Article:
# Vented Battery Boxes



## denali_3 (Mar 18, 2004)

I was wondering if the battery boxes on my 5er need to be individually vented. There is a vent hole in the storage area, but no hoses from the battery boxes going to that vent hole. Any ideas?


----------



## 7heaven (Jun 4, 2005)

Our battery boxes are vented where the top meets bottom, like this:


----------



## CamperAndy (Aug 26, 2004)

I have not looked at your model but if the compartment is vented then in general you should be fine but you also have a point that the individual battery boxes should be vented out of the compartment directly.

Do you have sealed boxes with a vent connection on top? If you do then just pipe them to the compartment vent. If the boxes are not sealed then piping will not help too much.

How big is the compartment vent? Does it have cross ventilation, vent in bottom and top of compartment?


----------



## denali_3 (Mar 18, 2004)

The battery boxes look like the one shown by 7heaven with a vent hole on the top. The compartment is sealed with a single 1.5" - 2.0" vent hole.


----------



## CamperAndy (Aug 26, 2004)

It would not help to pipe the boxes you have to the outside unless you had a powered vent fan. Since your boxes are not sealed I would look at adding a second vent hole to allow cross ventilation and maybe even a small computer fan that runs anytime the trailer is plugged in. You do not want a build up of hydrogen gas in the battery compartment.


----------



## Y-Guy (Jan 30, 2004)

Exercise description:
From the thread on vented battery boxes, extract word for word the passage from "Do you have" up to and including "help too much.".

(Excerpt from a dataset)
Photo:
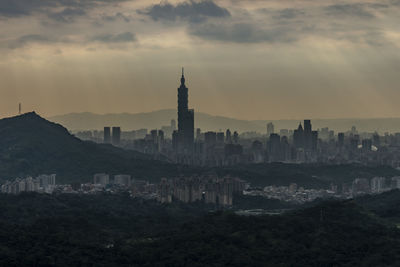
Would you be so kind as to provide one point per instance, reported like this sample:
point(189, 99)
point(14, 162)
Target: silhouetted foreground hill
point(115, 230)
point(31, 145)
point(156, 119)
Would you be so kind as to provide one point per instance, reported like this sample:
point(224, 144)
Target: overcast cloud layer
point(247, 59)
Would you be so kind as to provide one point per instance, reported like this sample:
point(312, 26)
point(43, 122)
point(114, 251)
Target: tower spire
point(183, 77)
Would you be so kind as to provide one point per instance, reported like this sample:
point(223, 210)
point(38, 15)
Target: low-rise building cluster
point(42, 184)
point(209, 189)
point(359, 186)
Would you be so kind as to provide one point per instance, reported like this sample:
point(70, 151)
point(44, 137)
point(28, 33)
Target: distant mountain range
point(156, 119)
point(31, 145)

* * *

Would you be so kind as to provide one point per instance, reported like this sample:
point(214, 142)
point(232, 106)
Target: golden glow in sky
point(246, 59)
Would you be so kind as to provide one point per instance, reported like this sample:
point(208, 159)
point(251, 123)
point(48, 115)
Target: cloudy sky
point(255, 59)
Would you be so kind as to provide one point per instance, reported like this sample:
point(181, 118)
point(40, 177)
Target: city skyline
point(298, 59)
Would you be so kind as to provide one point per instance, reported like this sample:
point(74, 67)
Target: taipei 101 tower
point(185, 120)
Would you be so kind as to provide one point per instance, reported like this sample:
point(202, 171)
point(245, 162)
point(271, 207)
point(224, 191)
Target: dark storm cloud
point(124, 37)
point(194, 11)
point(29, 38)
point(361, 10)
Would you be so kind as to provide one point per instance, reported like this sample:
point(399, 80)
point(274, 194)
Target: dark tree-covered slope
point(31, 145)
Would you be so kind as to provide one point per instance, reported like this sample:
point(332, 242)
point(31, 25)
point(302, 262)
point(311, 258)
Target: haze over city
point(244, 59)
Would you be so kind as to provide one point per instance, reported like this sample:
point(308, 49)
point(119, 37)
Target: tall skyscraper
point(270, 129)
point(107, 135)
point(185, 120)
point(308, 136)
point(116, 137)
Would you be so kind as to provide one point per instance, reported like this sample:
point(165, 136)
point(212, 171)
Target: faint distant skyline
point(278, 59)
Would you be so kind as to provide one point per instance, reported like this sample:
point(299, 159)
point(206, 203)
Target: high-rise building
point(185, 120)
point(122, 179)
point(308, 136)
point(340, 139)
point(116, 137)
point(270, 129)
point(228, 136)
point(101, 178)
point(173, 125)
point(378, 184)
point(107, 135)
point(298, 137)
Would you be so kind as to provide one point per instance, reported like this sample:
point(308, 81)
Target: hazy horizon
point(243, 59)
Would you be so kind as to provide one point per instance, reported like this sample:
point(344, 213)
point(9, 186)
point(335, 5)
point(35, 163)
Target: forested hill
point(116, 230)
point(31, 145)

...

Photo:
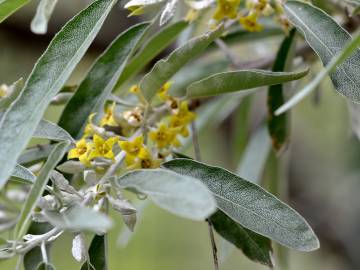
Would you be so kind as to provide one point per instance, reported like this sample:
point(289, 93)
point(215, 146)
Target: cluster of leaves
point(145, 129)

Response below:
Do you have sealed boxes with a vent connection on top? If you do then just pipe them to the compartment vent. If the boxes are not sealed then piping will not help too much.